What this exercise asks =>
• A. From the server-building blog post and its comments, return the passage that begins at the words "In 1998 I briefly" and stops after the words "for their home.", copied verbatim.
• B. Write the next part of the discussion on building servers instead of paying for cloud hosting, picking up after its last sentence.

Page text =>
+ + + +

Building Servers for Fun and Prof... OK, Maybe Just for Fun

In 1998 I briefly worked for FiringSquad, a gaming website founded by Doom and Quake champion Thresh aka Dennis Fong and his brother Kyle. I can trace my long-standing interest in chairs and keyboards to some of the early, groundbreaking articles they wrote. Dennis and Kyle were great guys to work with, and we'd occasionally chat on the phone about geeky hardware hotrodding stuff, like the one time they got so embroiled in PC build one-upmanship that they were actually building rack-mount PCs … for their home.


This is a companion discussion topic for the original blog entry at: http://www.codinghorror.com/blog/2012/10/building-servers-for-fun-and-prof-ok-maybe-just-for-fun.html

I take it if you are building servers to have cohosted, you are working on a new project? What are you working on now?

I’m not sure the AWS numbers you are quoting match up with the four servers you are building. Using the AWS Web Application “common customer sample” it quotes 6 servers, 4 storage volumes, IPs, bandwidth and load balancing.

Backing out everything but the 2 Web and 2 Database servers drops the bill to $670 / month.

I’ve been building my home PC’s since I was in elementary school, and have built servers for work before, and so I almost entirely agree with you. The prices of cloud hosting seem to be outrageous (even just cloud data – google drive, which is the cheapest option, is about 6x per year the cost of just buying drives when comparing 1TB option).

+ + + +

Provided material =>
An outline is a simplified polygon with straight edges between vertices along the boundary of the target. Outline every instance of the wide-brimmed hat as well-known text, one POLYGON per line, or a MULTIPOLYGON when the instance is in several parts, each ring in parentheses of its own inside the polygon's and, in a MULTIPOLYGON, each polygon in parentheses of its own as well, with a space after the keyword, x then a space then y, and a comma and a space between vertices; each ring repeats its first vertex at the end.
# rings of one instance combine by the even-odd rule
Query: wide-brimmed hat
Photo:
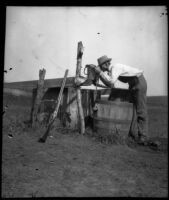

+ + + +

Expected results =>
• A.
In 1998 I briefly worked for FiringSquad, a gaming website founded by Doom and Quake champion Thresh aka Dennis Fong and his brother Kyle. I can trace my long-standing interest in chairs and keyboards to some of the early, groundbreaking articles they wrote. Dennis and Kyle were great guys to work with, and we'd occasionally chat on the phone about geeky hardware hotrodding stuff, like the one time they got so embroiled in PC build one-upmanship that they were actually building rack-mount PCs … for their home.

• B.
However, while I’ve always been able to find the time for maintenance, and always had fun doing the labour, I’ve always ended up with issues with network bandwidth. In the case of data storage, there is also an argument for better accessibility since those services usually come with mobile access, os/browser plugins, and all sorts of web api’s etc.

Anyway, its really hard to evaluate options sometimes, but your point that building locally isn’t impossible is spot on. Advise that I’ve been given is to run servers locally for the every-day workload, but make sure you have a scalable cloud backup plan in case usage jumps through the roof, or disaster strikes, and pay the prices only for those cases.

Well, the calculator shows $1,413.70 / month for me when I select the “Web Application” common customer sample on the right hand side. Screenshots:

http://www.codinghorror.com/.a/6a0120a85dcdae970b017ee42fc132970d-pi
http://www.codinghorror.com/.a/6a0120a85dcdae970b017c328bdd91970b-pi

Oh, I see – you mean each server has two instances. So it’s not 3 EC2 servers, it is 3 x 2 = 6 EC2 servers. Fair enough, but the financial math would work even for six of them, although it’d go from just “massive overkill” to “gratuitous massive overkill with extreme prejudice” from a performance perspective.

I recently built a single server for our company and we found that the Mac Mini colo services offered the best price/performance for a server or two.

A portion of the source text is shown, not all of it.